Quote the lines from the one containing "dark tail --coords=pixels" through the end of the lines, inclusive, reproducing them character for character.

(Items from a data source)

##########

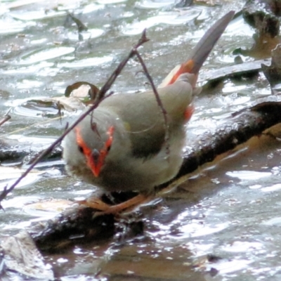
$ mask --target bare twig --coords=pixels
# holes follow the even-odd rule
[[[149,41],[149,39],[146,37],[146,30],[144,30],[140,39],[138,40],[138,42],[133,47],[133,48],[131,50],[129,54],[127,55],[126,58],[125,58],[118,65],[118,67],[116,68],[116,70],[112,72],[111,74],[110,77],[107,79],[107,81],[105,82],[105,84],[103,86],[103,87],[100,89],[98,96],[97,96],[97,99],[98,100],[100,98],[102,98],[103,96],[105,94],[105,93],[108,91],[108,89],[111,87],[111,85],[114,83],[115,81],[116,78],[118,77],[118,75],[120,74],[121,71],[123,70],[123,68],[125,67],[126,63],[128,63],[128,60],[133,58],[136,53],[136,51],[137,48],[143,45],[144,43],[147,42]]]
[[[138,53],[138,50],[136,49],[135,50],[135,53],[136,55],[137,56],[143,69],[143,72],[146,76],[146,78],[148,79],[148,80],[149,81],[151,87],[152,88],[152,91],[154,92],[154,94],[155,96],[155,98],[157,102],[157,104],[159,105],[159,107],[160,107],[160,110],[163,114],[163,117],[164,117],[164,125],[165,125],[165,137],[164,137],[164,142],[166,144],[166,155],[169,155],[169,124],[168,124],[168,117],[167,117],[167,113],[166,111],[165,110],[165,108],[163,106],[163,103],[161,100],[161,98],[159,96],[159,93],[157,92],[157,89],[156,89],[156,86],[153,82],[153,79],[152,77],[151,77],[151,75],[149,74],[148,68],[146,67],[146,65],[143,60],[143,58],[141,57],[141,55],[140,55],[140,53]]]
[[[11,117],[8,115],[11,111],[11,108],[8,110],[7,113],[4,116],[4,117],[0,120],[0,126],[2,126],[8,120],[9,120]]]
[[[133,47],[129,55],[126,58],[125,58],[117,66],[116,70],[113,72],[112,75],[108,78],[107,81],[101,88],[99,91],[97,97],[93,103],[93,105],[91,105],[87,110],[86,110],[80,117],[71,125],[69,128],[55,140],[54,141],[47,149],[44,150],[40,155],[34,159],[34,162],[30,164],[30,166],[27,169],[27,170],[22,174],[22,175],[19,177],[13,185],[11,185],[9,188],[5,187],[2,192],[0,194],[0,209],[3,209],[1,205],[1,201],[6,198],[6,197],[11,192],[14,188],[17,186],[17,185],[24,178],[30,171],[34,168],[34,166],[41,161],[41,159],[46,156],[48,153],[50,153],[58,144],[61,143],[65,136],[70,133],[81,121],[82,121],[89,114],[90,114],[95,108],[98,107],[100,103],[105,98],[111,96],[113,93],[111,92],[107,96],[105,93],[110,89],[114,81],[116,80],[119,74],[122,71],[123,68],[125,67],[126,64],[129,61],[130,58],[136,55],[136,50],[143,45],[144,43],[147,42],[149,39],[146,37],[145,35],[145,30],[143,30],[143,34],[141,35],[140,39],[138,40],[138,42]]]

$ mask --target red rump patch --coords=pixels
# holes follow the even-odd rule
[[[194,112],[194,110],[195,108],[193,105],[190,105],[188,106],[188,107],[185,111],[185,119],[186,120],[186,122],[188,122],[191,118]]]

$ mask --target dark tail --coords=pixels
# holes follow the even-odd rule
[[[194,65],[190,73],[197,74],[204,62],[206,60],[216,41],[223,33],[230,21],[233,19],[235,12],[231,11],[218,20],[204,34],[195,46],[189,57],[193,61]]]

##########

Reply:
$ mask --target dark tail --coords=pixels
# holes follow the even-odd rule
[[[194,65],[190,73],[197,74],[204,62],[206,60],[216,41],[223,33],[230,21],[233,19],[235,12],[231,11],[218,20],[204,34],[195,46],[189,57],[193,61]]]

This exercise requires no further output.